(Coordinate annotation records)
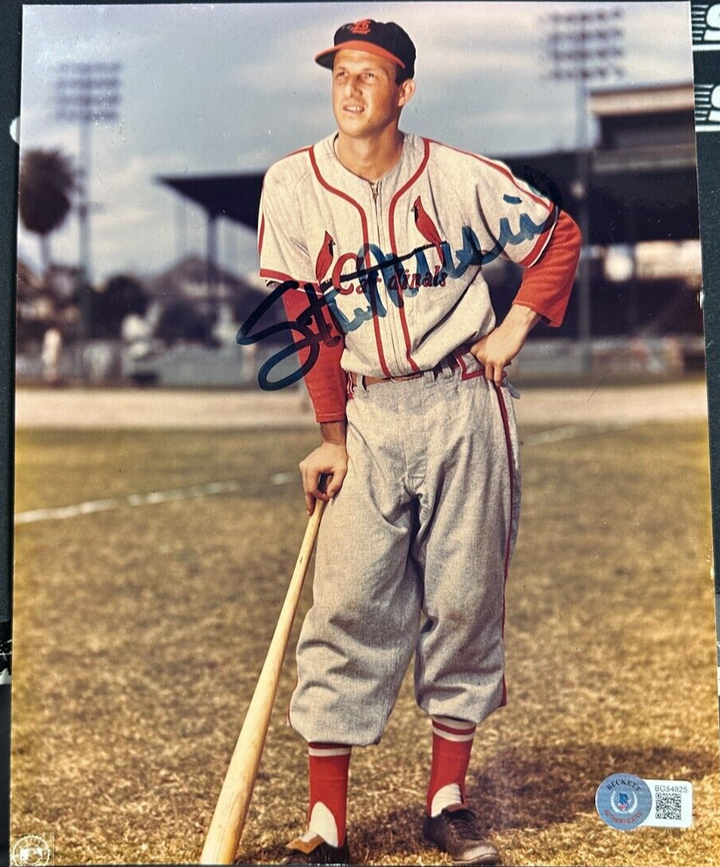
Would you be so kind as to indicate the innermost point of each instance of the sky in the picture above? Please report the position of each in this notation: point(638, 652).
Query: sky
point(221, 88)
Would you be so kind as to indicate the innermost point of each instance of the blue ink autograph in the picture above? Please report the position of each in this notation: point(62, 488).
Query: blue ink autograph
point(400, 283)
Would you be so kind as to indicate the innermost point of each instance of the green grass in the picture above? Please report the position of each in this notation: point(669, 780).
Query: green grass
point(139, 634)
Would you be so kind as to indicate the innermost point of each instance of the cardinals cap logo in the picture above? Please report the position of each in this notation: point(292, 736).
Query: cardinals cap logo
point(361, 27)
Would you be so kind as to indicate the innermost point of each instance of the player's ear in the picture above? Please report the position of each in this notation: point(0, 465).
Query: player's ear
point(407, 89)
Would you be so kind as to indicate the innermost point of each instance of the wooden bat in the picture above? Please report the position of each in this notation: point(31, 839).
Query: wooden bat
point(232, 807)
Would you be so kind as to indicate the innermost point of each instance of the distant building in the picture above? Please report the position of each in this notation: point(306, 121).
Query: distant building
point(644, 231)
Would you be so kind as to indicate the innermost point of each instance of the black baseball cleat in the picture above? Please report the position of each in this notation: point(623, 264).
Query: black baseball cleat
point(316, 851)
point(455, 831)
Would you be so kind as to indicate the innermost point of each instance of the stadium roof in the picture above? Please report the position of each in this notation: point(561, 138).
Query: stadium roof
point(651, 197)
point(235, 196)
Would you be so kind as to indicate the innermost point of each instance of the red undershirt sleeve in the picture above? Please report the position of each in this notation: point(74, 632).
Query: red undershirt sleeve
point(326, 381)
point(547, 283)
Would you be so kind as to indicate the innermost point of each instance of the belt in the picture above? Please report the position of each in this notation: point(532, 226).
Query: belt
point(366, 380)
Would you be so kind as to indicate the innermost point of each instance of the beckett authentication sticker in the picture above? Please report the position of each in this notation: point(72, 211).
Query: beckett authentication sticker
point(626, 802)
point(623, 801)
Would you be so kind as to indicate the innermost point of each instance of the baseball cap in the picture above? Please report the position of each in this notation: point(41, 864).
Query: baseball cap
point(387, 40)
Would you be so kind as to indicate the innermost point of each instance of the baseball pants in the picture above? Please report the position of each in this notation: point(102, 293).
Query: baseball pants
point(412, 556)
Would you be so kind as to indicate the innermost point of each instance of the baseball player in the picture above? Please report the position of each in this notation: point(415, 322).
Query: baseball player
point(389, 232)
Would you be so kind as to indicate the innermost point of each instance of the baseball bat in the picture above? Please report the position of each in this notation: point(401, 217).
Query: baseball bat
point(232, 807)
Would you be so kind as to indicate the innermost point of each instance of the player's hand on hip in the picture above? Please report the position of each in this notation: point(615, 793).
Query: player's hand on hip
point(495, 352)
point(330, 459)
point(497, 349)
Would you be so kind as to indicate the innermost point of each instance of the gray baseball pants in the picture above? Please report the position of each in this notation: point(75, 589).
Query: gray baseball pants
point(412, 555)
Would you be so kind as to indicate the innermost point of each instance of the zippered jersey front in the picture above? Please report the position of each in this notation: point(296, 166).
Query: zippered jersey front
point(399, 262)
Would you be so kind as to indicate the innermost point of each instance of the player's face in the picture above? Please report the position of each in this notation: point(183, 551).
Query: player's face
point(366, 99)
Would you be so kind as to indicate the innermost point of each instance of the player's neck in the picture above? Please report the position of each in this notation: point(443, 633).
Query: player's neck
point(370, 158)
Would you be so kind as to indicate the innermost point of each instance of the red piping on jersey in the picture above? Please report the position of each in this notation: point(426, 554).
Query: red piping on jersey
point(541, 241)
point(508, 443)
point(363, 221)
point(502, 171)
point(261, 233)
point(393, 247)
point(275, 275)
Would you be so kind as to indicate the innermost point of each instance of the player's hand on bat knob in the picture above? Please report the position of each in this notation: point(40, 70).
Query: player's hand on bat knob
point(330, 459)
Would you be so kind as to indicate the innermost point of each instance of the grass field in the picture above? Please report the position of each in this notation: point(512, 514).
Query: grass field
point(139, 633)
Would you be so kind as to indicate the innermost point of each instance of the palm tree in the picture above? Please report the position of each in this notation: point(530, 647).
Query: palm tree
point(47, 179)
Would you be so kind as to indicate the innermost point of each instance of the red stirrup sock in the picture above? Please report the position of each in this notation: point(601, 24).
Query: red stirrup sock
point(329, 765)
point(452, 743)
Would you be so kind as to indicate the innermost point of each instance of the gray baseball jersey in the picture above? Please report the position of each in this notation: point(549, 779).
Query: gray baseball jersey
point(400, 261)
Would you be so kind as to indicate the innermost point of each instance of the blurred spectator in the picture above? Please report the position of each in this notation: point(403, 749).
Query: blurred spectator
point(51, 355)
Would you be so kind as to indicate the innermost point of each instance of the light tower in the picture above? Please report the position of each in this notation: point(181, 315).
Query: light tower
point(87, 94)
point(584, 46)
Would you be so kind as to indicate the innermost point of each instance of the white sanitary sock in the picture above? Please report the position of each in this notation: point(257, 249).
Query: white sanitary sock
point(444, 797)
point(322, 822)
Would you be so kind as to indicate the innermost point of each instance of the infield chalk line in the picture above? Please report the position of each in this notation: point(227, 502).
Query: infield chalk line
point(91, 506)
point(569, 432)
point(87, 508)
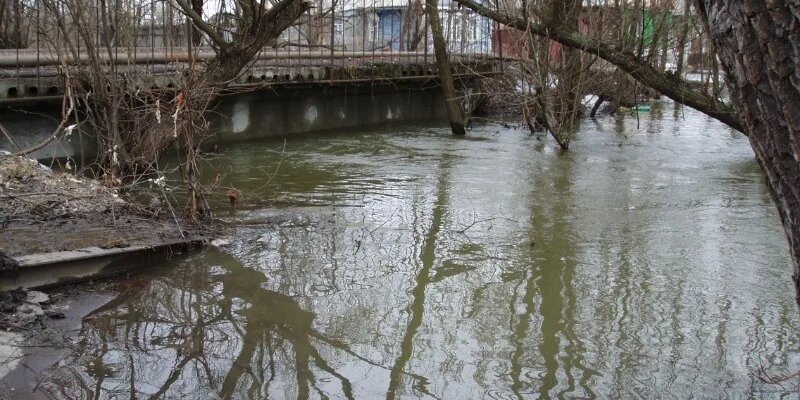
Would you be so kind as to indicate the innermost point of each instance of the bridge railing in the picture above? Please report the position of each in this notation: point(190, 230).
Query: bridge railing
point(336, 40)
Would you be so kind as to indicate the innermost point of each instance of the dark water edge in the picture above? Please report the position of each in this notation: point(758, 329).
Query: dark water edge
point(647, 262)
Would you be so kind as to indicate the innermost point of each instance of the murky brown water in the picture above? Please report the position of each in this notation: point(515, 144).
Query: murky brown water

• **WORK REQUIRED**:
Put every line of the records above into a Markdown table with the columns Row and Line, numbering each row and skipping blank lines. Leave the pictures out.

• **EXERCISE RESPONSE**:
| Row | Line |
|---|---|
| 1 | Would you be so kind as to indicate the innermost point of each instance of the sky in the picture above? Please report the position of each in this notation: point(638, 652). |
| 2 | Query: sky |
| 3 | point(221, 88) |
| 4 | Would you be so kind as to indicate the innermost point of each instance of the blue ink autograph in the picture above? Please report the position of each in this notation: point(62, 488). |
| 5 | Query: blue ink autograph |
| 6 | point(400, 283) |
| 7 | Would you be so kind as to indicate the innermost point of each instance of the green grass in the picture above? Please report the position of each in this notation: point(669, 780). |
| 8 | Query: green grass |
| 9 | point(139, 634) |
| 10 | Would you be so kind as to indicate the innermost point of each instance of the cardinals cap logo in the picture above? Please report the position of each in this notation: point(292, 736). |
| 11 | Query: cardinals cap logo |
| 12 | point(361, 27) |
| 13 | Would you be so kind as to indicate the innermost point of each instance of the player's ear in the picture above? Please report the position of each in this notation: point(0, 465). |
| 14 | Query: player's ear |
| 15 | point(407, 89) |
| 16 | Would you be so kind as to indicate the innermost point of each instance of the wooden bat in the picture above? Please report the position of each in this notation: point(31, 839). |
| 17 | Query: wooden bat |
| 18 | point(232, 807) |
| 19 | Would you be so kind as to indicate the innermost point of each instance of the distant building in the picture above? Please report the position of each in this notation: point(306, 121). |
| 20 | Query: distant building |
| 21 | point(644, 231) |
| 22 | Would you be so kind as to indicate the innermost point of each instance of the black baseball cleat in the picture above? Please report the position of each in this notation: point(623, 264). |
| 23 | Query: black baseball cleat |
| 24 | point(316, 851) |
| 25 | point(455, 831) |
| 26 | Would you be so kind as to indicate the innermost point of each instance of the stadium roof in the picture above? Please report the position of each in this notation: point(561, 138). |
| 27 | Query: stadium roof |
| 28 | point(651, 197) |
| 29 | point(235, 196) |
| 30 | Would you be so kind as to indicate the innermost point of each instance of the red undershirt sleeve in the picture above? Please report the position of each in this notation: point(74, 632). |
| 31 | Query: red undershirt sleeve |
| 32 | point(326, 381) |
| 33 | point(547, 283) |
| 34 | Would you be so kind as to indicate the innermost point of each instance of the belt in the picture above? Please report the position of each in this notation: point(532, 226). |
| 35 | Query: belt |
| 36 | point(366, 380) |
| 37 | Would you be so kind as to indicate the innermost point of each instance of the beckett authentication sticker in the picture above? Please report the position of each in this notation: point(72, 211). |
| 38 | Query: beckett authentication sticker |
| 39 | point(626, 802) |
| 40 | point(623, 801) |
| 41 | Would you be so kind as to indicate the innermost point of each instance of the baseball cap in the picture above? Please report the position of each in this notation: point(41, 864). |
| 42 | Query: baseball cap |
| 43 | point(387, 40) |
| 44 | Would you be so kind as to indicate the innermost point of each instance of the baseball pants in the picture above? Please report the position of each in this notation: point(102, 293). |
| 45 | Query: baseball pants |
| 46 | point(412, 556) |
| 47 | Would you be so kind as to indicate the innermost point of each instance of the baseball player in the picture above? Please report the position of each in this notation: point(415, 322). |
| 48 | Query: baseball player |
| 49 | point(389, 232) |
| 50 | Would you be so kind as to indicate the innermost point of each instance of the baseball bat in the picture above? Please report the position of each in this notation: point(401, 217). |
| 51 | Query: baseball bat |
| 52 | point(232, 807) |
| 53 | Would you be so kind as to indicate the innermost point of each instance of the player's hand on hip in the picture above? Please report the position of each in this notation: point(615, 793). |
| 54 | Query: player's hand on hip |
| 55 | point(495, 352) |
| 56 | point(330, 459) |
| 57 | point(497, 349) |
| 58 | Would you be so kind as to indicate the innermost point of each instance of the gray baseball pants in the picture above? Please report the position of each in this notation: point(75, 589). |
| 59 | Query: gray baseball pants |
| 60 | point(412, 555) |
| 61 | Would you be so kind as to indicate the innermost point of each instance of the zippered jersey front in the picture above? Please report the position of each in this notation: point(296, 166). |
| 62 | Query: zippered jersey front |
| 63 | point(399, 262) |
| 64 | Would you be so kind as to indicate the innermost point of each instance of the player's face in the picture above? Please report the position of each in this notation: point(183, 551). |
| 65 | Query: player's face |
| 66 | point(366, 99) |
| 67 | Would you be so kind as to indicate the innermost point of each instance of the player's neck in the picture above? Please report the position of each in this notation: point(443, 633). |
| 68 | Query: player's neck |
| 69 | point(370, 158) |
| 70 | Would you be so kind as to indicate the innermost point of each instance of the red piping on jersey in the picture above? Please report the position of each in this notation: point(426, 554). |
| 71 | Query: red piping on jersey |
| 72 | point(541, 241) |
| 73 | point(508, 443) |
| 74 | point(363, 221) |
| 75 | point(502, 171) |
| 76 | point(261, 233) |
| 77 | point(393, 247) |
| 78 | point(275, 275) |
| 79 | Would you be so kind as to indicate the innermost point of each instance of the player's hand on bat knob in the picture above? Please report the position of each in this notation: point(40, 70). |
| 80 | Query: player's hand on bat knob |
| 81 | point(330, 459) |
| 82 | Would you be so kind as to indicate the innermost point of each instance of the grass field in the picture above? Please report the position of each in this notation: point(512, 514). |
| 83 | Query: grass field |
| 84 | point(139, 633) |
| 85 | Would you be so kind as to indicate the innermost point of each instance of the palm tree in the picture above? Please report the position of each in this notation: point(530, 647). |
| 86 | Query: palm tree |
| 87 | point(47, 179) |
| 88 | Would you be so kind as to indicate the innermost point of each instance of the red stirrup sock in the picture above? Please report the position of each in this notation: point(601, 24). |
| 89 | Query: red stirrup sock |
| 90 | point(329, 765) |
| 91 | point(452, 743) |
| 92 | Would you be so kind as to indicate the innermost point of each instance of the gray baseball jersey in the picture above? Please report the position of each in this notation: point(549, 779). |
| 93 | Query: gray baseball jersey |
| 94 | point(400, 261) |
| 95 | Would you be so kind as to indicate the innermost point of each instance of the blurred spectator in the picture above? Please report the position of each in this notation: point(403, 749). |
| 96 | Query: blurred spectator |
| 97 | point(51, 355) |
| 98 | Would you be so kind as to indicate the innermost point of each instance of the light tower in the picture above? Please report the position of each in this notation: point(181, 315). |
| 99 | Query: light tower |
| 100 | point(87, 94) |
| 101 | point(584, 46) |
| 102 | Would you be so kind as to indicate the innermost point of each instance of the white sanitary sock in the picture above? Please report the position of each in this notation: point(257, 249). |
| 103 | Query: white sanitary sock |
| 104 | point(444, 797) |
| 105 | point(322, 822) |
| 106 | Would you be so kind as to indicate the innermost point of each instance of the infield chalk line in the picture above? Please report the position of each in this notation: point(227, 502). |
| 107 | Query: infield chalk line |
| 108 | point(91, 506) |
| 109 | point(569, 432) |
| 110 | point(87, 508) |
| 111 | Would you be so kind as to indicate the innermost point of each instance of the bridge railing in the picture above? Please report the position of each in this notation: point(190, 230). |
| 112 | Query: bridge railing |
| 113 | point(336, 40) |
| 114 | Would you be so kind as to indicate the innermost point of each instance of the dark water edge in the picture above? Please report the position of each in this notation: point(758, 329). |
| 115 | Query: dark water edge |
| 116 | point(647, 262) |
| 117 | Would you be so kind as to indicate the innermost point of each instance of the murky brown water in the picture above? Please report the position of each in this notation: point(515, 144). |
| 118 | Query: murky brown water |